> TEXT EXTRACT
.....
Cases referred to in the judgment

Commission of the European Communities v France C96/98 [1999] ECR I-8531

Fredin v Sweden A/192 (1991) 13 EHRR 784

Holder v Law Society [2003] EWCA Civ 39; [2003] 1 WLR 1059; [2003] 3 All ER 62

James v United Kingdom A/98 (1986) 8 EHRR 123

Oerlemans v Netherlands (1989) 62 DR 200

R (on the application of Aggregate Industries UK Ltd) v English Nature; sub nom Aggregate Industries UK Ltd v English Nature [2002] EWHC 908 (Admin); [2003] Env LR 3

R v Nature Conservancy Council, ex parte London Brick Co Ltd [1996] JPL 227; [1996] Env LR 1

Simplex GE (Holdings) Ltd v Secretary of State for the Environment (1988) 57 P&CR 306; [1988] 3 PLR 25

Tre Traktorer AB v Sweden A/159 (1991) 13 EHRR 309 |page:43|

Application for judicial review

This was an application by the claimants, Patrick Fisher and the Trustees of the Hon PV Fisher’s Children’s 1986 Settlement, seeking to quash, by way of judicial review, a decision of the defendant, English Nature, confirming the notification of the Breckland Farmland, Norfolk and Suffolk site of special scientific interest under section 28 of the Wildlife and Countryside Act 1981.
.....
> INFORMATION PROVIDED
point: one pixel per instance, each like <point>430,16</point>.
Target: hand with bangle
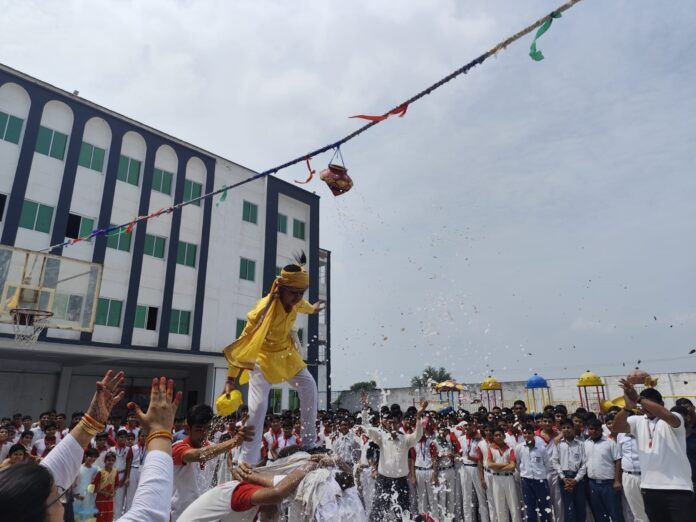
.....
> TO DO
- A) From the law report extract, list every case cited with a report in the EHRR.
- B) Answer these questions using the law report extract:
(i) Which case carries the citation [2003] EWCA Civ 39?
(ii) Who is the defendant in the application for judicial review?
(iii) Under which section of which Act was the site notified?
- C) Carry on writing the law report extract, picking up after its last sentence.
The data play no part in this work.

> RESPONSES PER TASK
- A)
Fredin v Sweden A/192 (1991) 13 EHRR 784
James v United Kingdom A/98 (1986) 8 EHRR 123
Tre Traktorer AB v Sweden A/159 (1991) 13 EHRR 309

- B)
(i) Holder v Law Society
(ii) English Nature
(iii) Section 28 of the Wildlife and Countryside Act 1981

- C)
David Holgate QC and Daniel Kolinsky (instructed by Richard Buxton, of Cambridge) appeared for the claimants, Patrick Fisher and the Trustees of the Hon PV Fisher’s Children’s 1986 Settlement.

John Howell QC and Jane Collier (instructed by Browne Jacobson, of Nottingham) represented the defendant, English Nature.

The following judgment was delivered.

LIGHTMAN J:

[1] The claimants on this application challenge the decision (the decision) of the defendant, English Nature, to confirm the notification of the Breckland Farmland, Norfolk and Suffolk site of special scientific interest (the SSSI) (which includes land belonging to the claimants) under section 28 of the Wildlife and Countryside Act 1981 (the 1981 Act). On the same day that English Nature confirmed notification of the SSSI, English Nature confirmed the notification of the Bramshill site of special scientific interest, which was the subject of a challenge dismissed by Forbes J in R (on the application of Aggregate Industries UK Ltd) v English Nature [2002] EWHC 908 (Admin); [2003] Env LR 3.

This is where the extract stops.